| Teks |
+ + +

Masa Bangkitnya Eropa (Barat)

P
ada periode  (1250-1800) ini telah terjadi pembalikan sejarah antara Islam dan Barat. Islam yang di era klasik bisa mencapai kejayaan ilmu pengetahuan dan teologi berkat pengembangan ilmu, maka di era pertengahan ini Islam justru mengalami era kegelapan (the darkness age). Setelah Baghdad berhasil dihancur oleh Genghis Khan dan Hulaghu Khan, maka semua literature-literatur (buku-buku) di Perpustakaan Islam dibakar habis oleh mereka, termasuk The House of Wisdom sebuah gedung Pusat Pembelajaran dan Kajian Ilmu dan Perpustakaan di hancurkan. Dan ketika Al-Andalus, Spanyol Islam ditundukkan, semua buku-buku di perpustakaan diambil oleh Barat untuk mereka pelajari.

+ + +

| Data yang Ditampilkan |
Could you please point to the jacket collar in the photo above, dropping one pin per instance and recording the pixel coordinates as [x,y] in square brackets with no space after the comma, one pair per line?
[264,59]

+ + +

| Daftar Tugas |
[a] Ringkaslah teks tentang bangkitnya Eropa dalam dua kalimat.
[b] Tuliskan semua nama tokoh, kota, dan wilayah yang disebut dalam teks tentang bangkitnya Eropa.
[c] Teruskan teks tentang bangkitnya Eropa dari kalimat terakhirnya.
Data tersebut tidak berkaitan dengan teks.

| Jawaban Akhir |
[a] Pada periode 1250–1800 terjadi pembalikan sejarah: Islam, yang pada era klasik mencapai kejayaan ilmu pengetahuan dan teologi, justru mengalami era kegelapan. Setelah Baghdad dihancurkan oleh Genghis Khan dan Hulaghu Khan, buku-buku di perpustakaan Islam dibakar dan The House of Wisdom dihancurkan, sedangkan ketika Al-Andalus ditundukkan, buku-bukunya diambil oleh Barat untuk dipelajari.

[b] Eropa (Barat), Baghdad, Genghis Khan, Hulaghu Khan, Al-Andalus, Spanyol

[c]
   Pada periode pertengahan juga di bagi dua. Periode pertengahan I (1250-1500) adalah fase kemunduran. Pada fase ini bibit-bibit perpecahan dan disintegrasi antara umat Islam mengalami eskalasi. Konflik antara Sunni dan Syi’ah semakin menajam. Di sisi lain secara geofrafis dunia Islam hancur berkeping-keping menjadi pecahan-pecahan kecil akibat kuatnya disintegrasi. Secara umum teritori Islam terbagi dua yaitu: Pertama, bagian Arab yang terdiri dari Arabia, Suria, Iraq, Palestina, Mesir dan Afrika Utara dengan Mesir sebagai pusatnya. Kedua, yaitu bagian Persia yang terdiri dari atas Balkan, Asia Kecil, Persia dan Asia Tengah dengan Iran sebagai pusat.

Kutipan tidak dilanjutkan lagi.